TASK LIST →
A - In the Ames girls excerpt below, how far from town was Kelly's first cornfield party?
B - Please name every musical performer mentioned in the Ames girls excerpt below.

Some of the girls started attending the cornfield keggers when they were fifteen years old. Kelly’s mom even drove her to her first cornfield party, nine miles out of town, and wondered why a guy was at the edge of the field, collecting money from everyone. “We all have to help pay for the band and the pig roast,” Kelly told her mother. “There’s a band back there. And a big pig, too.” Her mother was quizzical, but accepted the explanation and drove away. The boy who promised to drive the girls home ended up too drunk to drive, so fifteen-year-old Karla, who had no license, took the wheel. It was pitch-dark, far from civilization, on the bumpiest dirt roads, but she got the girls in the car safely back to Ames.
The keggers were a blast. Some boy would bring a boom box, with Ted Nugent or Bruce Springsteen blasting out of the speakers. Or the kids would stand around singing all the bombastic lyrics to songs on Meat Loaf’s Bat Out of Hell album.
As they became more accustomed to those keggers, the Ames girls brought their predictable personalities. Sheila, so often the life of any party, could walk into a cornfield and, like a character from Cheers, elicit shouts of “Sheila!” Everyone knew her name and was glad to see her.
Meanwhile, Marilyn, the doctor’s daughter, attended these parties warily, hoping not to get in trouble. She feared embarrassing her family, as if a headline—“Doctor’s Underage Daughter Caught Drinking Deep in Cornfields”—might be splashed across the next day’s Ames Tribune. Her clearest memory of a cornfield kegger was the time the cops came and she ran for her life deep into the field, the crunching and cracking of stalks at her feet. She stood hiding behind the corn, waiting for the coast to clear, her heart pounding.
Now as adults, when the girls spoon servings of corn onto their children’s dinner plates, these are the sorts of memories that some of them think about.
7
The Intervention
Lately, when the Ames girls trade emails and phone calls about their daughters’ social situations, they’re often aghast at how girls today treat each other. Day after day, their daughters have to contend with stereotypical mean girls who are adept at belittling them, or pointing out their flaws, or telling them “you don’t belong.”
A couple of the Ames girls have daughters who hover at the edges of their social group, yearning to be more accepted. It can be heart-breaking for a mother to watch, especially these mothers, who feel blessed to have had ten close friends in their childhoods. Some of their children have struggled to make a meaningful connection with just one or two other girls, and even then there’s a risk that the other girls will turn on them.
Here at the reunion, one of the Ames girls describes an incident that upset her twelve-year-old daughter. Her daughter had left her cell phone somewhere, and another girl got hold of it and decided to make some mischief by sending a text message to a certain boy: “I love you. How far will you go with me?” The text messaging became more explicit from there.
The Ames girl’s daughter—she doesn’t want to be identified—was distraught that her friend was pretending to be her. She considered this girl a close confidant, and more than the embarrassment and humiliation she felt, she was upset that the trust between them had been violated. She and the girl remained friendly, but it was a tough lesson about the realities of social interactions today.

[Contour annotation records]
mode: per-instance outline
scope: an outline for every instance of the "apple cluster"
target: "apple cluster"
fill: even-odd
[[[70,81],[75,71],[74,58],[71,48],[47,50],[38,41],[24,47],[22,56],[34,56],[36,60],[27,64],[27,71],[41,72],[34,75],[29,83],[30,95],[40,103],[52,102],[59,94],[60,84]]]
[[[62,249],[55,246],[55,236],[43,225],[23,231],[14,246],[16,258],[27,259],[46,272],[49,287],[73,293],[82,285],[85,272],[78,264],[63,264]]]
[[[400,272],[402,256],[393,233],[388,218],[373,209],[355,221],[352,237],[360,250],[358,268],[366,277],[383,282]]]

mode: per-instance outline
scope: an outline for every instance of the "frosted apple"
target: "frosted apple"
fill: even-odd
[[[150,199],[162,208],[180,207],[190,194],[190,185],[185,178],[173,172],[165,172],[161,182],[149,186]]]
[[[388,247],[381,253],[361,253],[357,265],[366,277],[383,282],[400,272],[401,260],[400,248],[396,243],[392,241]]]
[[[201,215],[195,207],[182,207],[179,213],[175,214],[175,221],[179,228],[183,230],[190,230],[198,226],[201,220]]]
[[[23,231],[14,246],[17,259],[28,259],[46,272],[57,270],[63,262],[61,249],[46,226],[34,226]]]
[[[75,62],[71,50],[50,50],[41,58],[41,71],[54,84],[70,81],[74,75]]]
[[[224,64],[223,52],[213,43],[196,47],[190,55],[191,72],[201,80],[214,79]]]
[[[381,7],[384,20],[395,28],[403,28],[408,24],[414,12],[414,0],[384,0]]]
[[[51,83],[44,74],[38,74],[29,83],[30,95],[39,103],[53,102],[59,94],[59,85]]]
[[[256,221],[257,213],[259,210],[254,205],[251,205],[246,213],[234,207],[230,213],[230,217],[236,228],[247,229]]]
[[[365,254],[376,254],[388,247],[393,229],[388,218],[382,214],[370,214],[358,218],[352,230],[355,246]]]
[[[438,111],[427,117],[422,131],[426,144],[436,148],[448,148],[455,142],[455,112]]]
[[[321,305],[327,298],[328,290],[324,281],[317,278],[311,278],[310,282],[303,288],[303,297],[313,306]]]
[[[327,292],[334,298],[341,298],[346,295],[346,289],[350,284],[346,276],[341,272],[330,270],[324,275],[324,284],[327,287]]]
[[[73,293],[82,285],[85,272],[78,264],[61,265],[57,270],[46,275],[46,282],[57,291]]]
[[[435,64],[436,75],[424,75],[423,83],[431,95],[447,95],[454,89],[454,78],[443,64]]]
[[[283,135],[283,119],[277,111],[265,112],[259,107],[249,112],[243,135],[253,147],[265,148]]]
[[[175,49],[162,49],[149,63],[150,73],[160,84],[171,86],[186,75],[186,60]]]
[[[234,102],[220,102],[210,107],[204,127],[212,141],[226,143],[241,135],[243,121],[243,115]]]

ANSWERS FOR THE EXERCISE →
A - Nine miles out of town.

B - Ted Nugent, Bruce Springsteen, Meat Loaf